## EXERCISE BRIEF
Retype all the entries word for word, but omit the pictures.
◇ ◇ ◇ ◇ ◇ ◇ ◇
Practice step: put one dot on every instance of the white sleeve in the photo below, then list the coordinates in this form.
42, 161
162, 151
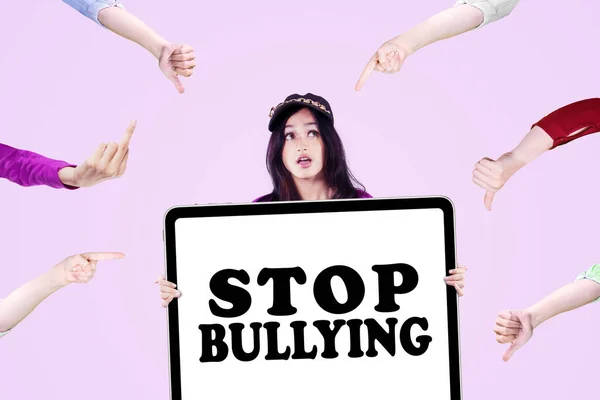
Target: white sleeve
492, 10
3, 333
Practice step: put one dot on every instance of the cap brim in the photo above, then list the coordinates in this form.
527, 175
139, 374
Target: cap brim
284, 109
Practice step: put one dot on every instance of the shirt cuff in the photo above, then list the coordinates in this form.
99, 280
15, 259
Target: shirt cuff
571, 118
593, 273
52, 178
91, 8
492, 10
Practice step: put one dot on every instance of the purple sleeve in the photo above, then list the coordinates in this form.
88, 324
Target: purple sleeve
26, 168
363, 195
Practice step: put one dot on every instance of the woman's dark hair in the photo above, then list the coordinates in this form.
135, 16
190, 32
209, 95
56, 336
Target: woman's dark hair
◇ ◇ ◇ ◇ ◇ ◇ ◇
## FULL ANSWER
Practice step: put one dot on every instance of the white sleeve in the photo below, then list the coordinates in this form.
42, 161
162, 151
Target: white sleeve
492, 10
3, 333
Practice step: put one dot on every instance of the cap brim in the photo above, then list the coordinates in this form.
527, 175
139, 374
Target: cap brim
284, 109
Practice step: put one dot on every instance of the shirt cuff in the photo above, then list the coordinates in this form.
99, 280
15, 259
Target: shirt cuff
571, 118
593, 273
52, 178
91, 8
492, 10
Practice step: put one dot on every instance of the purple sleeve in the photo above, then list the coordinates in this form.
88, 324
Target: purple sleeve
26, 168
363, 195
Practice step: put one dot on every instance of the woman's dark hair in the photo above, then list the coordinates in this form.
135, 16
190, 32
209, 95
56, 336
Target: woman's dark hair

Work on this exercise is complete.